We passed through the stone doorway

We passed through the stone doorway; Shikumen literally means ‘gate framed by stone’. The heavy green door silently swung open and I was politely invited to step into the private courtyard. We arrived at another door seconds later and just as I stepped into this inner sanctuary, the employee said with an evident mixture of warmth and pride, “welcome home”. A stark departure from its humble beginnings, the shikumen had been refurbished with luxury in mind; the lighting was soft and inviting, the carpet deep and plush. Paintings of pale peach blossoms set against a malachite background conspicuously hung on the walls. Toiletries decorated with images of 1930s Shanghainese ladies were present in the marble bathrooms and a vase of budding peonies was placed on the night stand. All gave an unmistakeable sense of place. Gazing out into the quiet courtyard, I reminded myself the entire house had likely been home to three or more families in the past, none of whom would have had the level of luxurious comfort I was privileged to enjoy.
I had been awake for twenty hours and my rumbling stomach reminded me it was time for dinner, a short stroll through a leafy alleyway led me to the restaurant. With its beautiful mosaic tiles and crystal chandelier, the restaurant lobby transported me back to the golden days of grand Shanghai. I shunned the elevator in favour of the wooden stairs leading to the three-star Michelin restaurant, Le Comptoir de Pierre Gagnaire. I was escorted past the adjoining bar; its dark and seductive atmosphere reminiscent of a bygone era. I imagined banking tycoons, triad bosses and titans of industry deal-making and power-broking over cigars and cognac.

# DATA EXCERPTS:
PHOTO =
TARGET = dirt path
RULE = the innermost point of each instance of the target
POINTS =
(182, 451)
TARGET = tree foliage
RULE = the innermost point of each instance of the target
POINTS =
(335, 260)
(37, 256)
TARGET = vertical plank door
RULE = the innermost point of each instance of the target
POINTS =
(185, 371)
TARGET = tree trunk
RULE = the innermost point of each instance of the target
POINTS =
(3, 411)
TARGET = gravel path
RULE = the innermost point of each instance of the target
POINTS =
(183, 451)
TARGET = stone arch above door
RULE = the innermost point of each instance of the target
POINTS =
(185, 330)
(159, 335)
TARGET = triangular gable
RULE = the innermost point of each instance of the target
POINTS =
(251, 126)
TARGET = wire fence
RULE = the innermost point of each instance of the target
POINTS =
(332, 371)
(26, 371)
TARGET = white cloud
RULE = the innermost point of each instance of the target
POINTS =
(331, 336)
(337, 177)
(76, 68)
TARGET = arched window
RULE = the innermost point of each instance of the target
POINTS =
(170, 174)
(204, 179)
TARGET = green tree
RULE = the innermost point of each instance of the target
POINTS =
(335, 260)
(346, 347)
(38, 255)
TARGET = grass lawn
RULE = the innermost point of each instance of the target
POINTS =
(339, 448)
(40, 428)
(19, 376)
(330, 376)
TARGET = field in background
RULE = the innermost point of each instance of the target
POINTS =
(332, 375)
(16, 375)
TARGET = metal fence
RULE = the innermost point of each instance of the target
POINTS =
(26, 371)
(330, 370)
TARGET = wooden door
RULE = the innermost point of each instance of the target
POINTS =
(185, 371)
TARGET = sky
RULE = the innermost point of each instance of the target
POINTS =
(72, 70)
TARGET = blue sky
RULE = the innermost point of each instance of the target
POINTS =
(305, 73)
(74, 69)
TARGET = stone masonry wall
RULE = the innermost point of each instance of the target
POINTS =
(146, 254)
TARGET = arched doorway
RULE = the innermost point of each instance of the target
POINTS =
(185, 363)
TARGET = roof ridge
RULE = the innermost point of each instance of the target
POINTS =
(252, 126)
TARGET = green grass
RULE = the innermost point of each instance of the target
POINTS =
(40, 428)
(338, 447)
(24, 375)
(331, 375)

# EXERCISES:
a. Shorten the paragraph of the shikumen account that begins "I had been awake for twenty hours," keeping its main facts.
b. Write what comes next in the shikumen account, starting after its last sentence.
The rows come from a separate source and are unrelated to the shikumen account.

# OUTPUTS BY TASK:
a. After twenty hours awake and feeling hungry, I walked down a leafy alley to dinner. The restaurant lobby, with its mosaic tiles and crystal chandelier, recalled the golden days of grand Shanghai. I took the wooden stairs instead of the elevator up to Le Comptoir de Pierre Gagnaire, a three-star Michelin restaurant. I was led past its dark, seductive bar, where I pictured banking tycoons, triad bosses and industry titans making deals over cigars and cognac.

b.
After a restful night’s sleep

After a restful night’s sleep, I set off to explore the neighbourhood. The hotel is located within the former French Concession, a leisurely stroll to The Bund with its iconic views. The popular eating and entertainment district, Xingtiandi, and the arts and crafts enclave, Tianzifang, are both nearby. One moment I could be in the thick of things, the next I could return to the peace and exclusivity of my townhouse.
It was drizzling when I returned by taxi that evening. The doorman recognized me and respectfully greeted me. With several bags in hand, I reciprocated and made a dash for my townhouse. I heard his voice softly calling and turned to see him running after me. “It’s raining madam, please use this umbrella”. He saw my hands were full, quickly opened the umbrella and matched my pace as we walked. He patiently held my bags as I looked for my key. Before departing he said those two words that were starting to really mean something to me “welcome home”.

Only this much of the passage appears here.